## [The problem]
Find the string "below" in the data, then copy every line where it is found.

** Material for this task follows **

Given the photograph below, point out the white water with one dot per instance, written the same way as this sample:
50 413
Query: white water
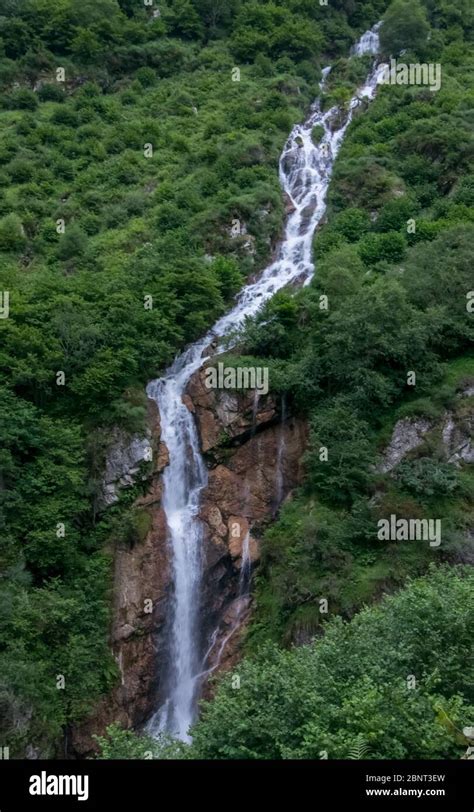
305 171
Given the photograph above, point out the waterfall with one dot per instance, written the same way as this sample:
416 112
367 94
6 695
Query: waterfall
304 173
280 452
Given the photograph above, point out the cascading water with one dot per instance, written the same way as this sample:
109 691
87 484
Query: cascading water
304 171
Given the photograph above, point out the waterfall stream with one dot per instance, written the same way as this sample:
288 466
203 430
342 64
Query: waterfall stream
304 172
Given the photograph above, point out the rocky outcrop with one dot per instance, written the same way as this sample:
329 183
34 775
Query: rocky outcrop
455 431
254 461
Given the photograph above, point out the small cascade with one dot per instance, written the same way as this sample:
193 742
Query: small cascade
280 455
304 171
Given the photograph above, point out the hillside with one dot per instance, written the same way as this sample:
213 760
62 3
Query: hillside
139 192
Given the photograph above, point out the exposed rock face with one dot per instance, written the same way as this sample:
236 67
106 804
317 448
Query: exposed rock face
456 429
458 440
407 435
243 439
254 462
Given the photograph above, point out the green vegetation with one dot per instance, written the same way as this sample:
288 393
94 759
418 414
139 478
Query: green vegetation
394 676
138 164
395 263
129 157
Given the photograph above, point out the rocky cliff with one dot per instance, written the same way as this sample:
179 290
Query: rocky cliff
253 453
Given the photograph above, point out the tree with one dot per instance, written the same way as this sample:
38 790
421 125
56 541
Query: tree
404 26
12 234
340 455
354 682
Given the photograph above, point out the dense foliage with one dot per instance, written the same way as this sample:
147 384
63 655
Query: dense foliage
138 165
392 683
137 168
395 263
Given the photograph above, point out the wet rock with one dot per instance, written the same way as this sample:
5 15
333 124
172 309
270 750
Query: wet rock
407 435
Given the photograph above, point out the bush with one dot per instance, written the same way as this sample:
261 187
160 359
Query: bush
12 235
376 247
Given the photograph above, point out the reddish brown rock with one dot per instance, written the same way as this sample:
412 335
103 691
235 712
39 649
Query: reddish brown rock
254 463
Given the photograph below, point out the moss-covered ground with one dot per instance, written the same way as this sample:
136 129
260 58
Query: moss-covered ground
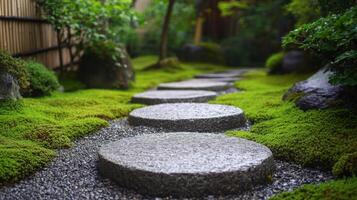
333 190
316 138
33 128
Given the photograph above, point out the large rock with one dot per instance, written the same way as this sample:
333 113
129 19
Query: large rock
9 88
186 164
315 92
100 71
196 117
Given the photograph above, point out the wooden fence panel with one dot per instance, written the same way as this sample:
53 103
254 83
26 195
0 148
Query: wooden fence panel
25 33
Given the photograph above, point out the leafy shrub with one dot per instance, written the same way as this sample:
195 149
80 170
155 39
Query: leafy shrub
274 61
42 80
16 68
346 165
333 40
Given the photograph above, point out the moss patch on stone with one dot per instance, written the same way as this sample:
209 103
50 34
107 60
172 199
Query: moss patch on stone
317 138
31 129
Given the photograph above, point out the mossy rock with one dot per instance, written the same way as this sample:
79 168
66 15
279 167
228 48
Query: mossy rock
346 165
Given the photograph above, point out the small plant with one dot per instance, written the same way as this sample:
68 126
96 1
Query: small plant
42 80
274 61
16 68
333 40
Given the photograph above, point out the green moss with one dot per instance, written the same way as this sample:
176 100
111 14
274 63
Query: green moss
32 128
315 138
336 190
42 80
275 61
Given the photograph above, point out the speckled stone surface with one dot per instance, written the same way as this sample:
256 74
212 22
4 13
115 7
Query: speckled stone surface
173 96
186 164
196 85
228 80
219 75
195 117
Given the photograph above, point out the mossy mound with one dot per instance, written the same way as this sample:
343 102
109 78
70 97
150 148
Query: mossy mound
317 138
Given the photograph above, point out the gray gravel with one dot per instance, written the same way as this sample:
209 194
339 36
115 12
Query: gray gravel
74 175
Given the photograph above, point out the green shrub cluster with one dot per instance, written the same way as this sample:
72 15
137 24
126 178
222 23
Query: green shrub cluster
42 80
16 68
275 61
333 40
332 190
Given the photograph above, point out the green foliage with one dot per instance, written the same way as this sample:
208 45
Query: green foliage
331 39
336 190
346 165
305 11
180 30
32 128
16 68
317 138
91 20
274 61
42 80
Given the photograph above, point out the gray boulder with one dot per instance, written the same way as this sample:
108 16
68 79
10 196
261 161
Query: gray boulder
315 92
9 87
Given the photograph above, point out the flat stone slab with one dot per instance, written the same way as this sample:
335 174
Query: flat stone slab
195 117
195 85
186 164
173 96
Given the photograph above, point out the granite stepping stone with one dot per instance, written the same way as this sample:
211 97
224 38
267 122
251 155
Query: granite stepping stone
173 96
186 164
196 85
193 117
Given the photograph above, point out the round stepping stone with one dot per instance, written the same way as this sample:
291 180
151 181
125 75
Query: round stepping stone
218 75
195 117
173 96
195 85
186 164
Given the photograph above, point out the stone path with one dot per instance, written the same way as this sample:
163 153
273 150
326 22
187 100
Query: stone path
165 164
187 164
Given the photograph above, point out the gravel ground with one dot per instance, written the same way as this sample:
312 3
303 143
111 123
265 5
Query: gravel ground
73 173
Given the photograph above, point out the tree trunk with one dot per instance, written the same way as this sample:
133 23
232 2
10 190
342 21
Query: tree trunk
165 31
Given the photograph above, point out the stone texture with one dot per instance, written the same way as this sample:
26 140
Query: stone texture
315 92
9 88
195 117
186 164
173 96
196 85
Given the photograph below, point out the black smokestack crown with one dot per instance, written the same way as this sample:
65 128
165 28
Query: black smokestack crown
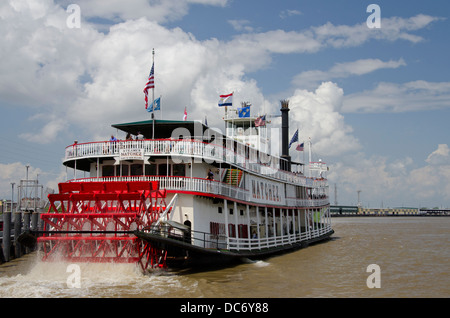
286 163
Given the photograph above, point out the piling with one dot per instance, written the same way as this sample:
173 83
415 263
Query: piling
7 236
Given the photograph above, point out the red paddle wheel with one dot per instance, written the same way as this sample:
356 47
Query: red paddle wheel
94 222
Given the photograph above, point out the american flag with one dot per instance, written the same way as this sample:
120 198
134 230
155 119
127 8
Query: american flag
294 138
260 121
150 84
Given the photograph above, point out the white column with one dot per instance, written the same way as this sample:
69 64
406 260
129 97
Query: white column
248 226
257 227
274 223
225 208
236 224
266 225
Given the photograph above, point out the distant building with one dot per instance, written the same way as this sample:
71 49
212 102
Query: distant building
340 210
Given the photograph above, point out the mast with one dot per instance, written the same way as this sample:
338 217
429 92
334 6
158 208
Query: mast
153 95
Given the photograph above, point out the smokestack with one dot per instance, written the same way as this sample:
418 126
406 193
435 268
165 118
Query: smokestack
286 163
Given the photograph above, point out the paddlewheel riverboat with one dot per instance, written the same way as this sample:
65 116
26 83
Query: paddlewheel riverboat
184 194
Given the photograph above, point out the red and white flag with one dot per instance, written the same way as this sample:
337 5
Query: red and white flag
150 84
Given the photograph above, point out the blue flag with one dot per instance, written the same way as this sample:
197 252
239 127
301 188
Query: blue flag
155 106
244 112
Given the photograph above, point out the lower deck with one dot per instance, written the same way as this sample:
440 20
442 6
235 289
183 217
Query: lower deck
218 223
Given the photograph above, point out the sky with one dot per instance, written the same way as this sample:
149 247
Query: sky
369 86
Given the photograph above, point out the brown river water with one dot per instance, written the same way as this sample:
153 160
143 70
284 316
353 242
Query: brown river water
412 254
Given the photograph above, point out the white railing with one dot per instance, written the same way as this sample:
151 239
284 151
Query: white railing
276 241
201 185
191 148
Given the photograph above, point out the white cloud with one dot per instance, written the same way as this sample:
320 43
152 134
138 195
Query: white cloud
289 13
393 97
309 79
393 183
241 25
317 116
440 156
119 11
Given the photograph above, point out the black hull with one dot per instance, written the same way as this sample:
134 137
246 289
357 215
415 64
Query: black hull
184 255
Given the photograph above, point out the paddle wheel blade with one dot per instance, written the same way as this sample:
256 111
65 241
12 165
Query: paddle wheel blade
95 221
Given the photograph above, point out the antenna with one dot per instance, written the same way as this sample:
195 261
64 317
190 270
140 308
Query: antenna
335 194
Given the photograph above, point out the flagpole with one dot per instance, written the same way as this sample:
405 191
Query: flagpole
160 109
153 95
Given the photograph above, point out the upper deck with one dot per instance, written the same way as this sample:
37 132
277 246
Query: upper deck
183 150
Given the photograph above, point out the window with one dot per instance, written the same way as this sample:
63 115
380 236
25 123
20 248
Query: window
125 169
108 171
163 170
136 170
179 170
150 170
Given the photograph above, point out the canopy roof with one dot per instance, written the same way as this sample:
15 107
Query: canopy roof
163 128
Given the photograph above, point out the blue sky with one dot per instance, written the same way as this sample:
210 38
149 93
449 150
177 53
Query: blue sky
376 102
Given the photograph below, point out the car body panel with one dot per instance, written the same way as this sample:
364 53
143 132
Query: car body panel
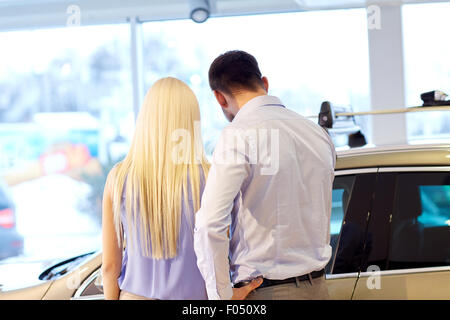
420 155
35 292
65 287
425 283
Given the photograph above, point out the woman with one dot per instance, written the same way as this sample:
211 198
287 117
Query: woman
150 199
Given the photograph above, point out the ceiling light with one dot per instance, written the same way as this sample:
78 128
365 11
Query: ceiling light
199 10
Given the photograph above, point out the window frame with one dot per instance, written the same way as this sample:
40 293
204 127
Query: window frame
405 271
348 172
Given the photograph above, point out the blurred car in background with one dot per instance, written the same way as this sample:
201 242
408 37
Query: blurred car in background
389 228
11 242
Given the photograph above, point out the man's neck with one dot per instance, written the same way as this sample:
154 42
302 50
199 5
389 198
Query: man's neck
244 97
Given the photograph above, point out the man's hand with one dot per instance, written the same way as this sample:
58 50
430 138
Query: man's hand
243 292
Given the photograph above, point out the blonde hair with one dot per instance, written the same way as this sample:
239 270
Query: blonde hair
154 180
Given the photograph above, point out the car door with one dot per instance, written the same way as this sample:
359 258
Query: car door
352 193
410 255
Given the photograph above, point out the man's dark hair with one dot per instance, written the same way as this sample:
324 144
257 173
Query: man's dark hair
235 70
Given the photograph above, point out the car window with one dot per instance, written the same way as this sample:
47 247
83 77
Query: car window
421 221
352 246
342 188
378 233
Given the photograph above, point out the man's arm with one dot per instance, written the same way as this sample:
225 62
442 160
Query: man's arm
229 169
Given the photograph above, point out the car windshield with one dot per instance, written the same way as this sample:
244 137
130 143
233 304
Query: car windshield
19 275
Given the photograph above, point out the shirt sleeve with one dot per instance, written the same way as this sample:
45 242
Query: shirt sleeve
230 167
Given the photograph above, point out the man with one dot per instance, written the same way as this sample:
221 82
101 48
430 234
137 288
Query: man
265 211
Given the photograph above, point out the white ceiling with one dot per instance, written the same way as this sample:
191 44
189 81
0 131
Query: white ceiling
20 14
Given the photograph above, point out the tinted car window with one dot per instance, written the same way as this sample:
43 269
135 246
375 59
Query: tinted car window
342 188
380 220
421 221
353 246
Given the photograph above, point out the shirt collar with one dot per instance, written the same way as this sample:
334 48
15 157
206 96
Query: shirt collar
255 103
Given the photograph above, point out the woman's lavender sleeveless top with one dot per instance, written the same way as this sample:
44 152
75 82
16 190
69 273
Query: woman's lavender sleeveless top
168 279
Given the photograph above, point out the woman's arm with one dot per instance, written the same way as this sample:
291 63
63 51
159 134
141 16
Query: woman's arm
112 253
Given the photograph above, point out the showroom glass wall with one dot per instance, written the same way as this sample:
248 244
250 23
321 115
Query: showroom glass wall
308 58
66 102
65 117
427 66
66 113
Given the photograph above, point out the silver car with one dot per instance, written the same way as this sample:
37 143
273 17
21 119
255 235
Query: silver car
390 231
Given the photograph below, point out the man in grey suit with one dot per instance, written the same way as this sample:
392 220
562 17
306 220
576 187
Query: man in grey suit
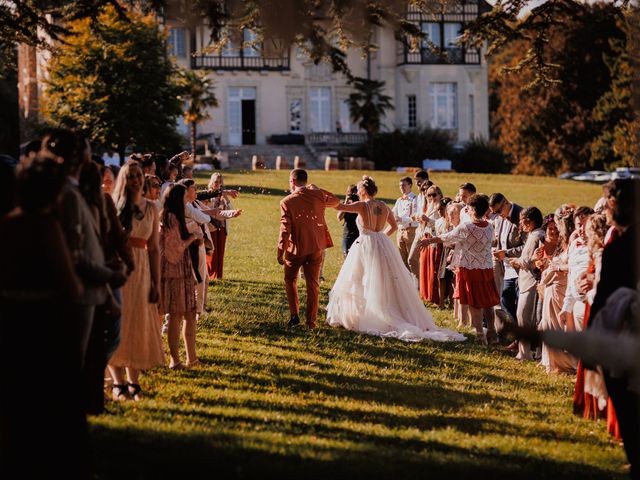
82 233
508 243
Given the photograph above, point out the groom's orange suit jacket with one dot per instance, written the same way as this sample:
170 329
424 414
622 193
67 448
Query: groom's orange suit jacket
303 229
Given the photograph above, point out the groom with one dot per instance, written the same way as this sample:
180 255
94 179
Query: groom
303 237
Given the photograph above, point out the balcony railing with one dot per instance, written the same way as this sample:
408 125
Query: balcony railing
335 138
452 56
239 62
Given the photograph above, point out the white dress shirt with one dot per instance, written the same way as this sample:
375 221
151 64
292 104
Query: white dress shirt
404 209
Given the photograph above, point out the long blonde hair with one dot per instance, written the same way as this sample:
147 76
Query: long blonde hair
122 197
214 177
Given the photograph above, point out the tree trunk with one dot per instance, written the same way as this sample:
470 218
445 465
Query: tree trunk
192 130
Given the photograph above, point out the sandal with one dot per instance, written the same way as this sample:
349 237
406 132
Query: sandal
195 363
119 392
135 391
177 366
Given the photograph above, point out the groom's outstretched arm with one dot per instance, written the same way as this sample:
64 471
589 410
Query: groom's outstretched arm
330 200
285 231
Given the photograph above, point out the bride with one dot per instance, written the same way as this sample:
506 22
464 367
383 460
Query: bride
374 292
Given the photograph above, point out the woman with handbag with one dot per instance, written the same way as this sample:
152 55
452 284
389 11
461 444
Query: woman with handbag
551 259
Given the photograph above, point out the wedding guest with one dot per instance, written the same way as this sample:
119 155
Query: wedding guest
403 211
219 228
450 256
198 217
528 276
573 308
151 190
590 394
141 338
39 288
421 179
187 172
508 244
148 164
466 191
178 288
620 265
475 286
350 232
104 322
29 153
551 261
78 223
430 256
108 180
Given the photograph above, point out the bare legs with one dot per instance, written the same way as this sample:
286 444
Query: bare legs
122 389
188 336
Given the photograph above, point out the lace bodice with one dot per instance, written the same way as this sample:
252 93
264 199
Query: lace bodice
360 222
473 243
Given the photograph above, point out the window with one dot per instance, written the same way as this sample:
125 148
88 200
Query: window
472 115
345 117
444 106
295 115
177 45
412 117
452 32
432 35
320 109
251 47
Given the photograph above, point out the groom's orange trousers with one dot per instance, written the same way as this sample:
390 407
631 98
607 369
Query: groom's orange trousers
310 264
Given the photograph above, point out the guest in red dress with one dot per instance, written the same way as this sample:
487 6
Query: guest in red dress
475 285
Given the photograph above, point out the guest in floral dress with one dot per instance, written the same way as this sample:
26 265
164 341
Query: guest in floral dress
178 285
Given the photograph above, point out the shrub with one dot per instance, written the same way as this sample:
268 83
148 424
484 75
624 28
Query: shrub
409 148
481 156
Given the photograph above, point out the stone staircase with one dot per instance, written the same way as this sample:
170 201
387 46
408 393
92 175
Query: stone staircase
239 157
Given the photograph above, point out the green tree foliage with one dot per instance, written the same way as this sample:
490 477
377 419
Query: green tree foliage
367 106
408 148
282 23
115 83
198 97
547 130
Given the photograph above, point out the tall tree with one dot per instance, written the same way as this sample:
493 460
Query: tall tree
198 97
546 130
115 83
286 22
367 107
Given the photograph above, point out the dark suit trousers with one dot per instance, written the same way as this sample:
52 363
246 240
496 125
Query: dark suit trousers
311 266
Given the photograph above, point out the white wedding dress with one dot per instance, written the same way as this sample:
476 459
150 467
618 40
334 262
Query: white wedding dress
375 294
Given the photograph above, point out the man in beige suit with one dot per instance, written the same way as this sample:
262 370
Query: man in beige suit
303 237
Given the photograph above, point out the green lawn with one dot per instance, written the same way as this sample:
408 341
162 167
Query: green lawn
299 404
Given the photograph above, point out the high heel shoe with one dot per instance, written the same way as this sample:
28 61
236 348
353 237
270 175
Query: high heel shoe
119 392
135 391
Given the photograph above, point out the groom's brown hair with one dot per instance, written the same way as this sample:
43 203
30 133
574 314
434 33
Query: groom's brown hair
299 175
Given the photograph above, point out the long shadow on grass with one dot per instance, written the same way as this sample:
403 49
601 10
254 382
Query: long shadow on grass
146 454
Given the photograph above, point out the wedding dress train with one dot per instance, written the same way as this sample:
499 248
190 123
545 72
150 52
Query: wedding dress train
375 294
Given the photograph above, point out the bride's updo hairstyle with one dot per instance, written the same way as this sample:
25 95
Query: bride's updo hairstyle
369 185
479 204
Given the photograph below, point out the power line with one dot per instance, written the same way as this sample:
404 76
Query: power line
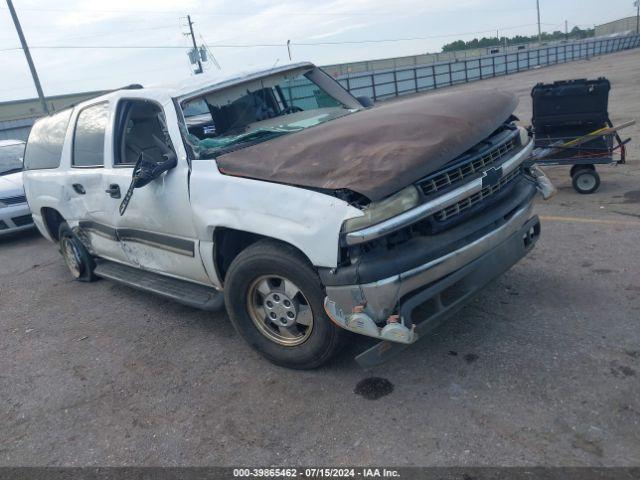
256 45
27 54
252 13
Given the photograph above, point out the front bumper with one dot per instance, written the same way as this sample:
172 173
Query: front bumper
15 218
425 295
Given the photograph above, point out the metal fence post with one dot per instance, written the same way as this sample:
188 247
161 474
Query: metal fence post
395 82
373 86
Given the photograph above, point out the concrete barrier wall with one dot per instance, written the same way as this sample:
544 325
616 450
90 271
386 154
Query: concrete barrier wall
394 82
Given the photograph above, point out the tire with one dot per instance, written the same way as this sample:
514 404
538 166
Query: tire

** End of Material for this task **

## [Result for this task]
Given the photograph below, point out the white water with one dot per instance, written the same way as this sample:
Given the photograph below, point out the moss-covered ground with one dot per instance, written the same way as this sample:
Given the photograph below, point out the black smokestack crown with one dot per instance, written the same way as this sample:
Given the photograph below, point out the car body panel with one dot per instance, written the same way as this sample:
Given the photograph below, point out the man in grey suit with one dot per instance, written the same way as this sample:
Given the photograph below, point out the power line with one dot per instance, written the same way as this sample:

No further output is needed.